> **Your assignment**
Without changing a single word, write out every entry.

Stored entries
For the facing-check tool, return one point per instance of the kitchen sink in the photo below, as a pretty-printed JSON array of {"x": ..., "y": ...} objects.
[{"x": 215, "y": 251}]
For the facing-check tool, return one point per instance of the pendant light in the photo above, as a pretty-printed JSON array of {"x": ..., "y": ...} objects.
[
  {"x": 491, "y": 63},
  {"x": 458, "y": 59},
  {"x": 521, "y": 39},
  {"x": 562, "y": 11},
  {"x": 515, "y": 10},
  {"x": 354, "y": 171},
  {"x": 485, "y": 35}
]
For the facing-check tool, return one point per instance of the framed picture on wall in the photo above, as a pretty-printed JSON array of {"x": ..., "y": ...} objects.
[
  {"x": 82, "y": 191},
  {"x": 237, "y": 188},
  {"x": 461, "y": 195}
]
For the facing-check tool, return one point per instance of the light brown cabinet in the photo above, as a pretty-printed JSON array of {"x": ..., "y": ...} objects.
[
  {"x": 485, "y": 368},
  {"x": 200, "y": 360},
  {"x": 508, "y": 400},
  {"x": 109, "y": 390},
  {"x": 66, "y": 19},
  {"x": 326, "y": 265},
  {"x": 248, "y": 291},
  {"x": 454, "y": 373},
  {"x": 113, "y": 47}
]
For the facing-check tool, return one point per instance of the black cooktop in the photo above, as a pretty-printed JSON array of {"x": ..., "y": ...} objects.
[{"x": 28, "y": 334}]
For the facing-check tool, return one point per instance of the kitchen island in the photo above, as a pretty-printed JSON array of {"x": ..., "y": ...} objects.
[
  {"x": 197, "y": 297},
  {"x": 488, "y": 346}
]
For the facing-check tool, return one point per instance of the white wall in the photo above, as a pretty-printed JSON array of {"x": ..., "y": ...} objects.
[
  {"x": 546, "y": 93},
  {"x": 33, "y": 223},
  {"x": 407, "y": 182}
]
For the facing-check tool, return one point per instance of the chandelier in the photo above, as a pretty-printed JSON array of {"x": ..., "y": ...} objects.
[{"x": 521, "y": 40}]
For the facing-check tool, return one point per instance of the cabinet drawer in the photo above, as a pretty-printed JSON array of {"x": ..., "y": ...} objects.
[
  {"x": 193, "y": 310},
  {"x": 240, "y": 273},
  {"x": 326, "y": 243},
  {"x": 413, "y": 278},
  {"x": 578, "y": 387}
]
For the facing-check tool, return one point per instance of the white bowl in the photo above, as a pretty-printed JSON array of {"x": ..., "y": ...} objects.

> **Response box**
For the facing-check tool, return one point per instance of the kitchen sink in the photo below, as a pretty-printed JSON array of {"x": ..., "y": ...} objects.
[{"x": 215, "y": 251}]
For the facing-check tool, return one point per instance of the pendant light in the photo above, as a pretty-printed JSON array of {"x": ..., "y": ...} objects.
[
  {"x": 491, "y": 63},
  {"x": 458, "y": 59},
  {"x": 521, "y": 39},
  {"x": 562, "y": 11},
  {"x": 515, "y": 10},
  {"x": 354, "y": 171},
  {"x": 485, "y": 35}
]
For the facing-check tool, return one point per instance of the framed picture on wall in the photo above, as a pretty-printed JSON array of {"x": ..., "y": ...} objects.
[
  {"x": 82, "y": 191},
  {"x": 237, "y": 188},
  {"x": 461, "y": 195}
]
For the facing-check tool, return one point per instance of the light brown cabinet in the photo above, as a pretty-printed JSON array of {"x": ..., "y": ...} objects.
[
  {"x": 485, "y": 368},
  {"x": 200, "y": 360},
  {"x": 508, "y": 400},
  {"x": 109, "y": 390},
  {"x": 66, "y": 19},
  {"x": 326, "y": 265},
  {"x": 248, "y": 291},
  {"x": 454, "y": 373},
  {"x": 113, "y": 47}
]
For the facing-check tool, return one point per instance of the black cooktop in the photo above, as a pretty-printed JSON array of {"x": ..., "y": ...} objects.
[{"x": 28, "y": 334}]
For the facing-check tool, return one point per instance of the kitchen island in the photo above, as a pretty-printed JSON array of {"x": ..., "y": ...} objects.
[
  {"x": 197, "y": 297},
  {"x": 488, "y": 346}
]
For the facing-check tool, return one point per instance of the white wall in the photo above, as a pretty-printed JSON array of {"x": ..., "y": ...} objects.
[
  {"x": 546, "y": 93},
  {"x": 33, "y": 223},
  {"x": 407, "y": 182}
]
For the facing-check tool, return one point per instance of the chandelier in the photo above, as a pretty-printed JSON array of {"x": ..., "y": ...} objects.
[{"x": 521, "y": 40}]
For the facing-check tool, return one point per instance of the cabinet drawer in the photo above, as a pretty-printed JSON array of {"x": ..., "y": ...} objects.
[
  {"x": 193, "y": 310},
  {"x": 240, "y": 273},
  {"x": 326, "y": 243},
  {"x": 413, "y": 278},
  {"x": 578, "y": 387}
]
For the facing-check tool, return one point per instance of the white bowl in the photo above, as a pretty-printed JSON array of {"x": ..., "y": ...} objects.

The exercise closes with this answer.